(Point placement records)
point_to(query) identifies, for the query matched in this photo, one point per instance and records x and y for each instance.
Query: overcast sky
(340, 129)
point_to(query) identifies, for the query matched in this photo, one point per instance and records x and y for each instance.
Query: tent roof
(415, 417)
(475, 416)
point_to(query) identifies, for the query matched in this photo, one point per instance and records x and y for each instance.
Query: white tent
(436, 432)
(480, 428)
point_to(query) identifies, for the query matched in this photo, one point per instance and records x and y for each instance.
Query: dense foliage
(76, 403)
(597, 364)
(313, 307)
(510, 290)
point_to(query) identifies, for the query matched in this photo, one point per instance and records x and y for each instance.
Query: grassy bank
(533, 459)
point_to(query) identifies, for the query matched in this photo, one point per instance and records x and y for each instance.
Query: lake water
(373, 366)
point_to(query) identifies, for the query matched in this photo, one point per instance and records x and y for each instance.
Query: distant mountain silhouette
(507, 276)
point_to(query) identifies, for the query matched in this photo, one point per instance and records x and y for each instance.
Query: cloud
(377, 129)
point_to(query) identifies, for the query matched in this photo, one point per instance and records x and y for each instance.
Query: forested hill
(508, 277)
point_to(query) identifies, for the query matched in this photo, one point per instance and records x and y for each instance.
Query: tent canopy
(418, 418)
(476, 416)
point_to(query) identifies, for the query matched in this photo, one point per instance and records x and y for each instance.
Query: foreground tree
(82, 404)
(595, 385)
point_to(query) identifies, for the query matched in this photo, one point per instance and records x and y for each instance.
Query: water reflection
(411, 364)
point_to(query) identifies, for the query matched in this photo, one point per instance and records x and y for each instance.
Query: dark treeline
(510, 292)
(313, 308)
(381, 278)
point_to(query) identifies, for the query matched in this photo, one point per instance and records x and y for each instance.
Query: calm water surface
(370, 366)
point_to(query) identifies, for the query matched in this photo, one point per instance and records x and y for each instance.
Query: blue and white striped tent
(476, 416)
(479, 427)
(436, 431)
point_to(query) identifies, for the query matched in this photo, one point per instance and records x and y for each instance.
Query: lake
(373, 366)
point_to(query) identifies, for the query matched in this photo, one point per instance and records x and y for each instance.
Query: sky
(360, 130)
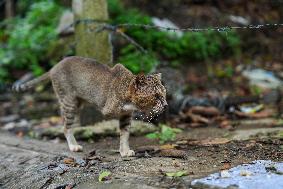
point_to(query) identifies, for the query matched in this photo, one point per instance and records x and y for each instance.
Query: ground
(30, 163)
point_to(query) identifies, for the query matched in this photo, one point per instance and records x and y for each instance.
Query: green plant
(197, 46)
(28, 38)
(165, 134)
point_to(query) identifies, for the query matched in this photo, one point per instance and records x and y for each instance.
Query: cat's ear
(157, 76)
(140, 79)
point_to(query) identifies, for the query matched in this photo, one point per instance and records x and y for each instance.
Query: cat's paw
(76, 148)
(127, 153)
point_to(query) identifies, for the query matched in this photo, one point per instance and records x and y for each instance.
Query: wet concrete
(260, 174)
(30, 163)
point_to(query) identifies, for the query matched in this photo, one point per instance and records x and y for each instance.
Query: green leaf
(103, 175)
(177, 174)
(152, 136)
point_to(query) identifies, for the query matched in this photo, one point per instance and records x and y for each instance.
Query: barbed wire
(191, 29)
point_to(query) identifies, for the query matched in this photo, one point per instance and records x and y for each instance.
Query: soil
(29, 163)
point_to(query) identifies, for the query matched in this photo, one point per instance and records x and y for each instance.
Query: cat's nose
(165, 104)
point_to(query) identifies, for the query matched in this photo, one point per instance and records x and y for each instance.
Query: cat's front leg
(125, 122)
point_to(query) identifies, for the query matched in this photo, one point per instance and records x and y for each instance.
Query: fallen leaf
(69, 161)
(168, 146)
(104, 176)
(173, 153)
(177, 174)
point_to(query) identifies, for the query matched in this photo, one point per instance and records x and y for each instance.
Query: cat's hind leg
(70, 113)
(125, 122)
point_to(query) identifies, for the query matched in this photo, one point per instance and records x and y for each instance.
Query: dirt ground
(29, 163)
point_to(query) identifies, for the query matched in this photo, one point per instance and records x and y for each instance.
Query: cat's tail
(21, 86)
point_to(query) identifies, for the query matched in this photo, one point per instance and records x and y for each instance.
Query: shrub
(196, 46)
(28, 38)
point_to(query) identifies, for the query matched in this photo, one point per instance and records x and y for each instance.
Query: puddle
(260, 174)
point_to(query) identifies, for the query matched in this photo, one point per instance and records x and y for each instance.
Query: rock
(225, 174)
(9, 118)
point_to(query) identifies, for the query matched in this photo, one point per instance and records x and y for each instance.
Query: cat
(115, 91)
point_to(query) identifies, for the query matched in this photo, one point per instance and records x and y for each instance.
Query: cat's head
(148, 94)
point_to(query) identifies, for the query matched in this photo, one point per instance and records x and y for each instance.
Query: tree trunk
(9, 9)
(91, 44)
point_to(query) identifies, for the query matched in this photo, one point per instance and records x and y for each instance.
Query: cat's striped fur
(115, 91)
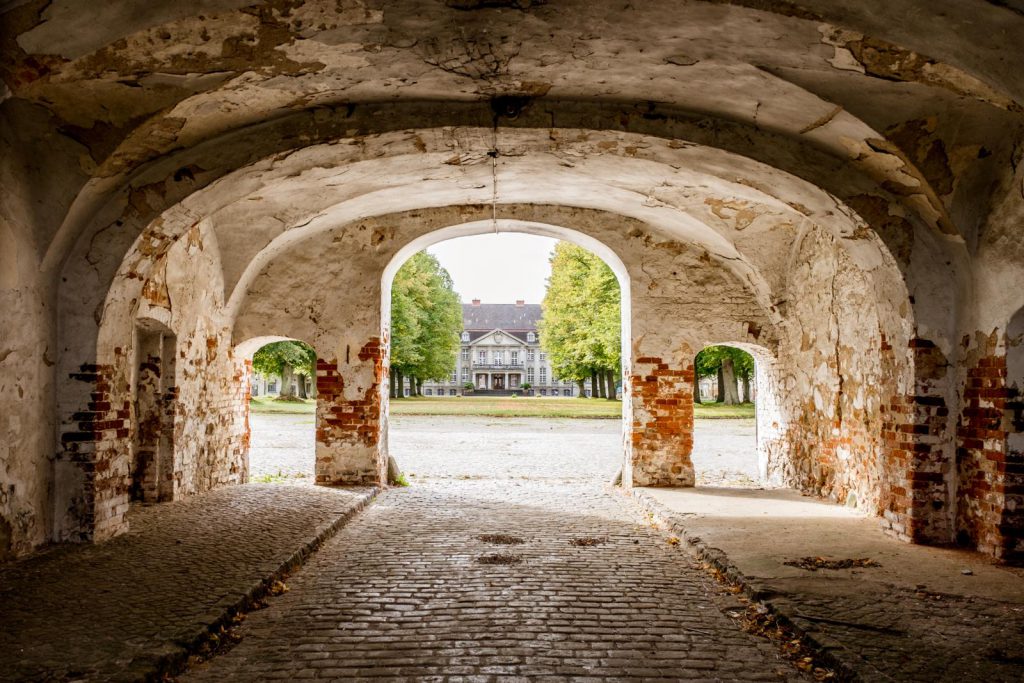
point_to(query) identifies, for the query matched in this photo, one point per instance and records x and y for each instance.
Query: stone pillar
(662, 432)
(351, 442)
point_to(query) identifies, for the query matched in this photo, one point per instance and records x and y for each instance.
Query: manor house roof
(508, 316)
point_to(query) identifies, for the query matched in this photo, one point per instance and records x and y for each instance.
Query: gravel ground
(474, 447)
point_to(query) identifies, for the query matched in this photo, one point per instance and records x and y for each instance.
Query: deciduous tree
(285, 359)
(727, 364)
(426, 319)
(581, 317)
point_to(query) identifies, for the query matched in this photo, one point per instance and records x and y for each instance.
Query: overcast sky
(498, 268)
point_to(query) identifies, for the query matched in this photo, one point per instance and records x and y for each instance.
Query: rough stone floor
(413, 589)
(918, 613)
(114, 611)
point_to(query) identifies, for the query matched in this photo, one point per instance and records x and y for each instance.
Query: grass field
(505, 407)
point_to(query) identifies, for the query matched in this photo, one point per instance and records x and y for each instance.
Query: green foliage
(275, 356)
(581, 323)
(710, 359)
(426, 319)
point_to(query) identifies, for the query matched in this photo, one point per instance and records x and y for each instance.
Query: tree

» SHORT PROBLEM
Identify each line in the rows that contains the word "roof", and copy those lines.

» TASK RESULT
Query: tent roof
Query: manor house roof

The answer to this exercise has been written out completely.